Material shown.
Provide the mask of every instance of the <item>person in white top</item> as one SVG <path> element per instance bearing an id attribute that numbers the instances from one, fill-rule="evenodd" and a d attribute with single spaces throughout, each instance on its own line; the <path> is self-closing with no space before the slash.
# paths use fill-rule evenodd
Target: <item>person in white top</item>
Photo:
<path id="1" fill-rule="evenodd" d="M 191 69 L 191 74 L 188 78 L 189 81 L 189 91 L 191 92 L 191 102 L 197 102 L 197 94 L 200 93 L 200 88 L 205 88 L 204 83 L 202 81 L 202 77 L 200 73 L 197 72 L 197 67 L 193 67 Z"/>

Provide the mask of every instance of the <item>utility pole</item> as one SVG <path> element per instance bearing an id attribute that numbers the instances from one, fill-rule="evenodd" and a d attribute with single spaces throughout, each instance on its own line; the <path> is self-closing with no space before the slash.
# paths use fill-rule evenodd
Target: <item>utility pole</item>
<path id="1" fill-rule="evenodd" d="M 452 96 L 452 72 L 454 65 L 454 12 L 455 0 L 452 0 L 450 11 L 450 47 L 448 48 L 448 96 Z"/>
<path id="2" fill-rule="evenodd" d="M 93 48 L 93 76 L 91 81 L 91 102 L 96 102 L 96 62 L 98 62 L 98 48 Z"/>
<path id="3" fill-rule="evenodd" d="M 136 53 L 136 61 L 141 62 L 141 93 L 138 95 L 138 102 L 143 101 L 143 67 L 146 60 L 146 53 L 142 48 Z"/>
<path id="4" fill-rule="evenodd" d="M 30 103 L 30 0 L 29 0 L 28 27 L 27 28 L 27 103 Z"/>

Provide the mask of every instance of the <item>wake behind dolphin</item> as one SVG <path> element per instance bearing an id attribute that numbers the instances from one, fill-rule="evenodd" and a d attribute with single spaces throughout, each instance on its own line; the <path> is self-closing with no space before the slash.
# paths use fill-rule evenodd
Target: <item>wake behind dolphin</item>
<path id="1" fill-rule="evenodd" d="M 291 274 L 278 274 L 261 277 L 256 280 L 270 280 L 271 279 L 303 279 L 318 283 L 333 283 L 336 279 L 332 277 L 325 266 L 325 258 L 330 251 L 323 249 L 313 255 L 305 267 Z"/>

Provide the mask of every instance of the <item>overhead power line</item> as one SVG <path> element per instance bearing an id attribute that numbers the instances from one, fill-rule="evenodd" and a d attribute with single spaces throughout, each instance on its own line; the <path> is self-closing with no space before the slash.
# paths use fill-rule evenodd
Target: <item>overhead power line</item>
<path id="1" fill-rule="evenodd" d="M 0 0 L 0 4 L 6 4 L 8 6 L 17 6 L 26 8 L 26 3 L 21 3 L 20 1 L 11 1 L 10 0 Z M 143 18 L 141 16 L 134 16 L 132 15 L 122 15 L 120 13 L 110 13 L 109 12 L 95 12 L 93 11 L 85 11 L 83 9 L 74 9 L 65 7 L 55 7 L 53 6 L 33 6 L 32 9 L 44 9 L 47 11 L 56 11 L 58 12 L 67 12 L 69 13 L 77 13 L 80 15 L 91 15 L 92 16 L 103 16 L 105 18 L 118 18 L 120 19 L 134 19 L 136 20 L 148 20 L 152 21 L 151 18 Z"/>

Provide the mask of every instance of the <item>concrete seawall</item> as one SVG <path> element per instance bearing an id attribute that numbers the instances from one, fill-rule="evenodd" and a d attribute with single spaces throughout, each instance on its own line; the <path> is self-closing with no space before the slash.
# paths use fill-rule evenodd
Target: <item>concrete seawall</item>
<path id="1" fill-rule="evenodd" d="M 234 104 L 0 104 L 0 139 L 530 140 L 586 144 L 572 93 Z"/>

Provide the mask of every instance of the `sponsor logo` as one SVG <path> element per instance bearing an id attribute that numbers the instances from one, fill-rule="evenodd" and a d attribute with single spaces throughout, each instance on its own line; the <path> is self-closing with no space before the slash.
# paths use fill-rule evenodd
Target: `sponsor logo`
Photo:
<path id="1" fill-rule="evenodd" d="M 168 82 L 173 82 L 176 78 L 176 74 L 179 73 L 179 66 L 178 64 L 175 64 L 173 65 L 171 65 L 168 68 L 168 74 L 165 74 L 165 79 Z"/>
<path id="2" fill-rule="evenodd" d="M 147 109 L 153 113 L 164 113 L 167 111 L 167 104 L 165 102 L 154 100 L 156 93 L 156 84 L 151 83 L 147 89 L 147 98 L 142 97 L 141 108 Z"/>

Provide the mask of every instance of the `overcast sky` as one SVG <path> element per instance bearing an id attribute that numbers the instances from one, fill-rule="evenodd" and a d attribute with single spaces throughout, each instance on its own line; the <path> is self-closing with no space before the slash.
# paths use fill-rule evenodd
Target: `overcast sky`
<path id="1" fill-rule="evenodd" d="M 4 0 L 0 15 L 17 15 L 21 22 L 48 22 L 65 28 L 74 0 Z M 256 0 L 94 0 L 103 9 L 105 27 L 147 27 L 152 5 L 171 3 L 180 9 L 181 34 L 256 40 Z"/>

What is expected.
Please convert every record above into a two-column CSV with the header row input,output, one row per record, with the record's text in the input column and its answer in the output column. Put each field in double quotes and replace any line breaks within a field with spaces.

Correct result.
input,output
"Provide the mask of every instance of the <item>person in white top</item> as one SVG <path> element per instance bearing an id attribute that numbers the instances from one, fill-rule=""evenodd"" and a d attribute with single spaces throughout, each instance on its own line; the <path> is self-closing with no space before the slash. # paths use fill-rule evenodd Target: <item>person in white top</item> Photo:","<path id=""1"" fill-rule=""evenodd"" d=""M 191 69 L 191 74 L 188 78 L 189 81 L 189 91 L 191 92 L 191 102 L 197 102 L 197 94 L 200 93 L 200 88 L 205 88 L 204 83 L 202 81 L 202 77 L 200 73 L 197 72 L 197 67 L 193 67 Z""/>"
"Provide the mask of every instance of the <item>utility pole</item> as one SVG <path> element per instance bearing an id attribute that numbers the instances from one, fill-rule=""evenodd"" and a d attribute with single spaces throughout, each instance on its own line; the <path> is self-closing with no space before the slash. # paths use fill-rule evenodd Target: <item>utility pole</item>","<path id=""1"" fill-rule=""evenodd"" d=""M 452 96 L 452 72 L 454 65 L 454 12 L 455 0 L 452 0 L 450 11 L 450 47 L 448 48 L 448 96 Z""/> <path id=""2"" fill-rule=""evenodd"" d=""M 93 48 L 93 76 L 91 81 L 91 102 L 96 102 L 96 62 L 98 62 L 98 48 Z""/> <path id=""3"" fill-rule=""evenodd"" d=""M 136 53 L 136 61 L 141 62 L 141 93 L 138 95 L 138 102 L 143 101 L 143 67 L 146 60 L 146 53 L 142 48 Z""/> <path id=""4"" fill-rule=""evenodd"" d=""M 30 103 L 30 0 L 29 0 L 28 27 L 27 28 L 27 103 Z""/>"
"Provide the mask of every instance of the <item>wake behind dolphin</item> as one SVG <path> element per instance bearing an id attribute that numbers the instances from one, fill-rule=""evenodd"" and a d attribute with single spaces throughout, each instance on its own line; the <path> is self-closing with no space before the slash. # paths use fill-rule evenodd Target: <item>wake behind dolphin</item>","<path id=""1"" fill-rule=""evenodd"" d=""M 291 274 L 278 274 L 261 277 L 256 280 L 270 280 L 271 279 L 303 279 L 318 283 L 333 283 L 336 279 L 332 277 L 325 266 L 325 258 L 330 251 L 323 249 L 313 255 L 305 267 Z""/>"
"Provide the mask of every instance of the <item>overhead power line</item> as one SVG <path> element per instance bearing an id attribute that numbers the instances from one, fill-rule=""evenodd"" and a d attribute with single spaces throughout, each instance on its own line; the <path> is self-closing with no space before the slash. # paths use fill-rule evenodd Target: <item>overhead power line</item>","<path id=""1"" fill-rule=""evenodd"" d=""M 0 0 L 0 4 L 6 4 L 8 6 L 17 6 L 26 8 L 26 3 L 21 3 L 20 1 L 11 1 L 10 0 Z M 143 18 L 141 16 L 134 16 L 132 15 L 122 15 L 120 13 L 110 13 L 109 12 L 95 12 L 93 11 L 85 11 L 83 9 L 74 9 L 65 7 L 55 7 L 53 6 L 33 6 L 32 9 L 44 9 L 47 11 L 56 11 L 58 12 L 67 12 L 69 13 L 77 13 L 80 15 L 91 15 L 92 16 L 103 16 L 105 18 L 118 18 L 120 19 L 134 19 L 136 20 L 148 20 L 152 21 L 151 18 Z""/>"
"Provide the mask of every instance of the <item>concrete seawall</item> as one SVG <path> element per instance bearing an id attribute that numbers the instances from one, fill-rule=""evenodd"" and a d attribute with single spaces throughout, each instance on its own line; the <path> is self-closing with no space before the slash. # paths use fill-rule evenodd Target: <item>concrete seawall</item>","<path id=""1"" fill-rule=""evenodd"" d=""M 234 104 L 0 104 L 0 139 L 530 140 L 586 144 L 572 93 Z""/>"
"Provide the mask of every instance of the `sponsor logo` as one SVG <path> element per instance bearing an id attribute that numbers the instances from one, fill-rule=""evenodd"" and a d attribute with single spaces throughout, each instance on its own line; the <path> is self-closing with no space before the slash. # paths use fill-rule evenodd Target: `sponsor logo` Photo:","<path id=""1"" fill-rule=""evenodd"" d=""M 168 82 L 173 82 L 176 78 L 176 74 L 179 73 L 179 66 L 178 64 L 175 64 L 173 65 L 171 65 L 168 68 L 168 74 L 165 74 L 165 79 Z""/> <path id=""2"" fill-rule=""evenodd"" d=""M 147 109 L 153 113 L 164 113 L 167 111 L 167 104 L 165 102 L 154 100 L 156 93 L 156 84 L 151 83 L 147 89 L 147 98 L 142 97 L 141 108 Z""/>"
"Provide the mask of every instance of the `overcast sky` as one SVG <path> element per instance bearing an id attribute that numbers the instances from one, fill-rule=""evenodd"" and a d attribute with single spaces throughout, each instance on its own line; the <path> is self-closing with no space before the slash. # paths use fill-rule evenodd Target: `overcast sky`","<path id=""1"" fill-rule=""evenodd"" d=""M 4 0 L 0 15 L 17 15 L 21 22 L 48 22 L 65 28 L 74 0 Z M 256 0 L 94 0 L 103 9 L 105 27 L 147 27 L 152 5 L 171 3 L 180 9 L 181 34 L 256 40 Z""/>"